**Exercise description**.
Filter the entries and keep only the lines where the string "black" appears.

**Data excerpts**.
╔══

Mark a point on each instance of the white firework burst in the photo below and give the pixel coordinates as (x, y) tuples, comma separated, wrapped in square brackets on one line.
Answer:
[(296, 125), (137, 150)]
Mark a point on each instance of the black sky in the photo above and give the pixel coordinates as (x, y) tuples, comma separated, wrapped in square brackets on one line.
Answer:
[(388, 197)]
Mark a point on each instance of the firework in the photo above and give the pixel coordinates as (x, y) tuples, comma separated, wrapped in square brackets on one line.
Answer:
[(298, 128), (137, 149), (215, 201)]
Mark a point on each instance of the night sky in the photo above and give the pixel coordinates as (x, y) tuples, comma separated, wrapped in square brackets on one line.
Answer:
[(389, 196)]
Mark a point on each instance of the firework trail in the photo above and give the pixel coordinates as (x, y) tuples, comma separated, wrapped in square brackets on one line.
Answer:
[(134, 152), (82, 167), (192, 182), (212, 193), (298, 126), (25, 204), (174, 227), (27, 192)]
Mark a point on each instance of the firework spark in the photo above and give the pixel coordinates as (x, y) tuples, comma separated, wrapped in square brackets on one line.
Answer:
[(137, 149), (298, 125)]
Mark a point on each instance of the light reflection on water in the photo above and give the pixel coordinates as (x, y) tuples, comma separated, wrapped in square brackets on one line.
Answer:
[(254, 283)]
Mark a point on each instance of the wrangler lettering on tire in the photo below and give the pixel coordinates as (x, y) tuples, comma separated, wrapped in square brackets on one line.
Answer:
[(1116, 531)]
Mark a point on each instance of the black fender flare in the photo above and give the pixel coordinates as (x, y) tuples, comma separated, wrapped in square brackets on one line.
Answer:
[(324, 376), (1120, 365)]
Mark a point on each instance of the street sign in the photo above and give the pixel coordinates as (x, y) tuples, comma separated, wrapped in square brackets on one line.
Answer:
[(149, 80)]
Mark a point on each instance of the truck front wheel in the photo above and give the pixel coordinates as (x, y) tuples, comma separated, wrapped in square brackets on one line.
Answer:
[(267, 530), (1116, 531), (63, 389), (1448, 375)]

╚══

**Result of the task**.
Mark a point on each instance of the black sky in the photo above and give the pixel coordinates as (x, y) tuples, comma separated, wrapped in square brackets on one line.
Mark a point on each instance of the black fender flare in the photo above and give the pixel coordinates as (x, y) tuples, comma separated, wrapped in square brackets on one line.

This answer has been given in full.